→ Exercise
Your reply should reproduce all the data below exactly while excluding the pictures.
......
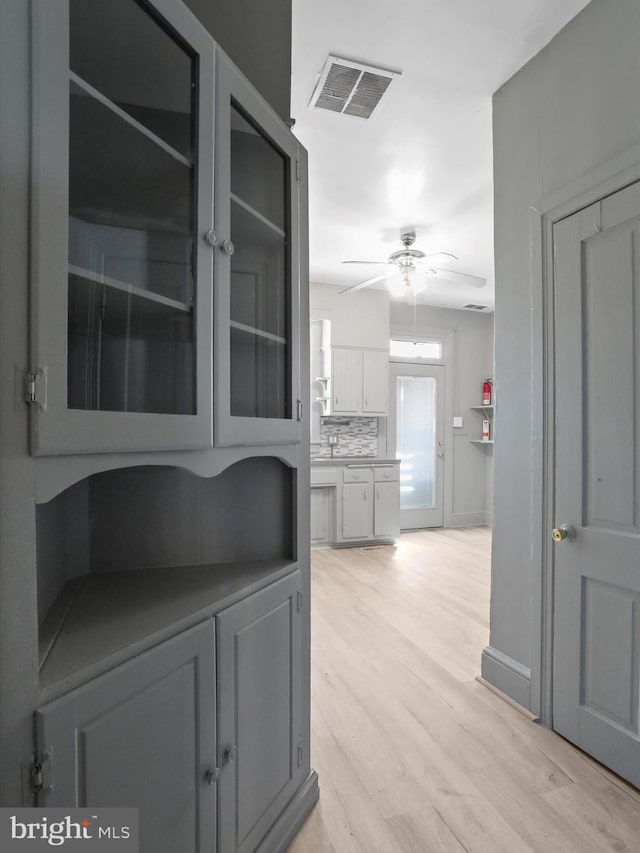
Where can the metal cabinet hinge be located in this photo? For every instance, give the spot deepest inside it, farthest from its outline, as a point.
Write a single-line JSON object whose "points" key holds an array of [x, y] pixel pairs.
{"points": [[35, 387], [41, 772]]}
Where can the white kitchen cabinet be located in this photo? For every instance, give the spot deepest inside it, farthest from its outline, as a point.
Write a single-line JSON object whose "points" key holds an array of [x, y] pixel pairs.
{"points": [[359, 382], [322, 499], [357, 511], [346, 381], [375, 382], [386, 513]]}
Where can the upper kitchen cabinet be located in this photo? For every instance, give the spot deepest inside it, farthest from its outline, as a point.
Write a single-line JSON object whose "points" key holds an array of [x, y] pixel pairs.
{"points": [[258, 176], [122, 274]]}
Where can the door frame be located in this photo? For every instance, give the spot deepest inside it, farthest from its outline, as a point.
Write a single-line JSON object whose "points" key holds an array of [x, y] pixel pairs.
{"points": [[447, 337], [605, 180], [392, 447]]}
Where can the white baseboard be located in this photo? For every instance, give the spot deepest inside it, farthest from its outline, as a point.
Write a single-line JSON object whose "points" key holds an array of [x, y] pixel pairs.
{"points": [[508, 675]]}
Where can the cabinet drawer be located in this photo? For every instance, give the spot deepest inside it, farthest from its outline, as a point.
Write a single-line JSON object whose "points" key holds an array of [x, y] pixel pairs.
{"points": [[357, 474], [386, 473], [325, 476]]}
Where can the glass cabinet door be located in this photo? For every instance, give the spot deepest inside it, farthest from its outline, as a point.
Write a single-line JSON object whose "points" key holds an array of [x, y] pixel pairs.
{"points": [[257, 281], [130, 176]]}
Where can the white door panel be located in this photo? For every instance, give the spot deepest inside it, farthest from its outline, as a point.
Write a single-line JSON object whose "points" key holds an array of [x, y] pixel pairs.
{"points": [[416, 436], [597, 486]]}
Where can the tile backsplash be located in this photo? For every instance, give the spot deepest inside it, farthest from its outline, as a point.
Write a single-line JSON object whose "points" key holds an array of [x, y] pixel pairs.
{"points": [[356, 437]]}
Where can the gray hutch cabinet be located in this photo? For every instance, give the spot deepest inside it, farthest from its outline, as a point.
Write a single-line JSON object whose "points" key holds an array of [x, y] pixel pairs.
{"points": [[154, 607]]}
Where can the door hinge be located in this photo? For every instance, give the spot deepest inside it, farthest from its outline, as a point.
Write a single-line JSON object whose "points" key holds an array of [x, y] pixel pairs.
{"points": [[35, 387], [41, 772]]}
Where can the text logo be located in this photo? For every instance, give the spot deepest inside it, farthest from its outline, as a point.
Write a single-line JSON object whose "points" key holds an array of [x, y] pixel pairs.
{"points": [[69, 829]]}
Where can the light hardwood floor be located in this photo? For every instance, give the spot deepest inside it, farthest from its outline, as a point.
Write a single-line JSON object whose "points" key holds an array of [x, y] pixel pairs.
{"points": [[413, 753]]}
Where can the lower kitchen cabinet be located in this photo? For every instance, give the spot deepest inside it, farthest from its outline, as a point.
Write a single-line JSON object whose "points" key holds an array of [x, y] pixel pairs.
{"points": [[367, 498], [203, 733], [322, 511], [386, 513], [260, 739], [142, 735], [357, 511]]}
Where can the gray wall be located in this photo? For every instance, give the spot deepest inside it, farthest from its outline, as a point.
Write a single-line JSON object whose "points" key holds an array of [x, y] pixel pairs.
{"points": [[572, 108], [256, 35], [468, 484]]}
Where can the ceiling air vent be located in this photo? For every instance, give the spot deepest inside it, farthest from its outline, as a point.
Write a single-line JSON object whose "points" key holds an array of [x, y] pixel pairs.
{"points": [[350, 88]]}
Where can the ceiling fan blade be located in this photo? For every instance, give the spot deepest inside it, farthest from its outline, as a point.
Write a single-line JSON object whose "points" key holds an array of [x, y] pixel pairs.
{"points": [[459, 277], [378, 263], [448, 254], [362, 284]]}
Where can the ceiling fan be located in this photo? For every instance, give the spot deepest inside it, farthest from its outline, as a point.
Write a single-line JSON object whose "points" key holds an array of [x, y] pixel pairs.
{"points": [[407, 262]]}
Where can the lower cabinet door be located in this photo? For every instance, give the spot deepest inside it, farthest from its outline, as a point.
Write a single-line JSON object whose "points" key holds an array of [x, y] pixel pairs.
{"points": [[387, 511], [259, 715], [357, 511], [321, 512], [142, 736]]}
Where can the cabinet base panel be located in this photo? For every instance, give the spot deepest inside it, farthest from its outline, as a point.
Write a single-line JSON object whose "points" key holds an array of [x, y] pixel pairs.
{"points": [[363, 543], [286, 827]]}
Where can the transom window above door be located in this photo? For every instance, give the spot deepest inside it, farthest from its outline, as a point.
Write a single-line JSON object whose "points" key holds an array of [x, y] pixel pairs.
{"points": [[408, 349]]}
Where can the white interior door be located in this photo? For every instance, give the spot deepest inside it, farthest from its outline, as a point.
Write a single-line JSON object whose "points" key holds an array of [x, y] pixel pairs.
{"points": [[597, 481], [416, 436]]}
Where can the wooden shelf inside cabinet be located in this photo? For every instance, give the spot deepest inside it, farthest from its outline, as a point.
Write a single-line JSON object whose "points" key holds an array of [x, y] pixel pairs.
{"points": [[259, 333], [113, 283], [150, 188], [80, 86], [254, 227], [97, 618]]}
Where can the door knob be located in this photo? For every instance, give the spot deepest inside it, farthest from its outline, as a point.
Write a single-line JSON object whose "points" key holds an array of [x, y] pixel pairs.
{"points": [[565, 531], [229, 755]]}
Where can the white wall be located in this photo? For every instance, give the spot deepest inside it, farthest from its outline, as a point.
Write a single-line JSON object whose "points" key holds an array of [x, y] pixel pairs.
{"points": [[575, 106], [468, 362], [257, 37], [358, 319]]}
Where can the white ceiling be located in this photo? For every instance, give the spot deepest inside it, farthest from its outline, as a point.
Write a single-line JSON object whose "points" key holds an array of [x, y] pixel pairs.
{"points": [[423, 159]]}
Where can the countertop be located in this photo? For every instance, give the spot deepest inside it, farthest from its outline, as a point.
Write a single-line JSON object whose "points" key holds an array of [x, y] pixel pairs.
{"points": [[352, 460]]}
......
→ Written response
Where can the metal cabinet hinge be located in this photo? For every instance, give the spot deepest inside it, farthest from its outline, as a point.
Write a single-line JSON object whose "points" key holds an array of [x, y] pixel pairs.
{"points": [[35, 387], [41, 772]]}
Where can the white kitchen cabinet be located in this photo? For every instance, give the spot deepest inside it, farthest from its outline, as a point.
Write a single-line JSON object whose "points" key holds an array of [x, y] pixel pairs.
{"points": [[359, 382], [322, 499], [357, 511], [346, 381], [375, 382], [386, 513]]}
Where can the upper kitchen cabinet be located in this photo? For every instance, give the spot deepest inside it, farthest from its outline, as a point.
Write a single-line JSON object whose "points" key holds an array of [x, y] pixel pairs.
{"points": [[258, 176], [122, 274]]}
Where can the door frame be located in this photo? For every instance, give the spot deepest inside it, farthest from its outline, as a point.
Write a single-line JSON object whose "points" key holds an array of [x, y] pixel pairs.
{"points": [[447, 337], [605, 180], [392, 447]]}
Where can the white baseboard be located in this photo? For every instance, give the spot deepest inside it, farthest from its outline, as a point.
Write a single-line JSON object whose "points" key holds an array of [x, y] pixel pairs.
{"points": [[508, 675]]}
Where can the cabinet drawer be located in this photo? For every instance, give the spot deepest inside it, farthest from its outline, as a point.
Write a single-line JSON object whose "points" key holds an array of [x, y] pixel pairs.
{"points": [[357, 474], [386, 473], [325, 476]]}
Where can the glass cabinet door be located in this photo? For every instance, give the spot deepest inside it, farthest from its outline, as a point.
Write a single-line JSON object whose "points" key holds an array of [x, y] pixel pairs.
{"points": [[257, 281], [130, 176]]}
Where can the white door panel be located in this photo? For every instance, give the spot deepest inside it, farthest from its outline, as a point.
Write a single-line JSON object whose "points" key holds an array of [x, y] pixel pairs.
{"points": [[416, 436], [597, 486]]}
Where can the tile backsplash be located in this photo? For every instance, give the spot deepest inside it, farthest from its outline, as a point.
Write a single-line JSON object whose "points" key holds an array of [x, y] pixel pairs.
{"points": [[356, 437]]}
Where can the gray hutch cabinet be located in this photo? For every instance, give the spot deepest inside it, farthest from its outline, as a point.
Write a single-line JSON object whose "points" key holds an array of [x, y] pixel pairs.
{"points": [[154, 607]]}
Where can the door hinge be located in this photo? For every instance, give the spot deepest inside it, farthest from its outline, as a point.
Write a single-line JSON object whose "points" key holds an array of [x, y] pixel pairs.
{"points": [[35, 387], [41, 772]]}
Where can the text logo be located in this photo? For every instance, give the spot deepest inside it, farthest from its outline, as a point.
Write a single-line JSON object whose "points" key holds an array of [x, y] pixel pairs.
{"points": [[69, 829]]}
Where can the light hardwood floor be located in this photo? For every instance, give the spot deepest inside it, farthest from its outline, as a point.
Write a single-line JSON object whose "points" key holds an array of [x, y] pixel pairs.
{"points": [[413, 753]]}
Where can the lower kitchen cabinet be located in this photo? For every instance, give the spot deepest inside it, farthest from its outline, as a point.
Write a single-line JSON object whose "points" key holds an array of [x, y] pixel pairs.
{"points": [[367, 498], [203, 733], [322, 511], [386, 513], [260, 739], [142, 735], [357, 511]]}
Where can the gray wall be located in this photo? For every instance, give the spot deepest inside it, farthest from its outline, as a point.
Write a single-line JSON object whose "points" key holds an array of [x, y] pixel pairs.
{"points": [[572, 108], [256, 35], [468, 484]]}
Where can the ceiling air vent be located in this photo? For every instance, give the spot deepest inside it, farthest from its outline, as a point.
Write a single-line JSON object whose "points" key holds an array of [x, y] pixel pairs.
{"points": [[350, 88]]}
Where can the ceiling fan blade be located in this photo? For every instance, give the spot deepest inside it, farthest from its outline, as a point.
Write a single-line JSON object whose "points" key holds an array of [x, y] pixel pairs.
{"points": [[459, 277], [378, 263], [448, 254], [362, 284]]}
Where can the ceiling fan be located in this photo? For every instance, give the spot deepest inside it, farthest from its outline, as a point.
Write a single-line JSON object whose "points" key holds an array of [x, y] pixel pairs.
{"points": [[407, 262]]}
Where can the lower cabinet door be located in this photo? For every instance, give the spot deepest inside it, farthest from its outline, as a point.
Write a single-line JSON object whose "points" key holds an array of [x, y] pixel pairs.
{"points": [[387, 511], [259, 715], [357, 511], [321, 512], [142, 736]]}
Where can the cabinet base panel be located in this photo? For every instance, give the spot deepest inside it, farthest from its outline, as a point.
Write a single-line JSON object whose "points" key holds an array of [x, y] pixel pairs.
{"points": [[363, 543], [286, 827]]}
Where can the transom window above door be located in this photo? For every instance, give the spot deepest inside it, farthest from its outline, as a point.
Write a single-line JSON object whose "points" key holds an array of [x, y] pixel pairs.
{"points": [[408, 349]]}
Where can the white interior door be located in this photo? For every instance, give the spot deepest inside it, farthest from its outline, as a point.
Write a single-line JSON object whose "points" key holds an array of [x, y] pixel pairs.
{"points": [[597, 481], [416, 436]]}
Where can the wooden shelf inside cabinet be located in this photo? For every instance, give the spot deepest inside it, farthest from its outline, as a point.
Write a single-line JSON object whose "points" key holds an array of [x, y] pixel pairs.
{"points": [[259, 333], [113, 283], [150, 188], [80, 86], [254, 227], [97, 618]]}
Where can the door knob be located in this photo? For every instance, give the spot deepest inside it, farthest from its outline, as a point.
Write a single-line JSON object whose "points" key holds an array of [x, y] pixel pairs.
{"points": [[565, 531], [229, 755]]}
Where can the white wall be located in this photo? For every instance, give the spot deepest inside it, farthest from its outline, as a point.
Write a single-line JSON object whose "points" key holds an array of [x, y] pixel pairs.
{"points": [[575, 106], [468, 362], [257, 37], [358, 319]]}
Where can the white ceiling be located in this photo? For every instance, give the spot deepest inside it, farthest from its outline, as a point.
Write a single-line JSON object whose "points" key holds an array of [x, y] pixel pairs.
{"points": [[423, 159]]}
Where can the countertop be located in this photo? For every instance, give the spot deepest inside it, farthest from its outline, as a point.
Write a single-line JSON object whose "points" key holds an array of [x, y] pixel pairs.
{"points": [[352, 460]]}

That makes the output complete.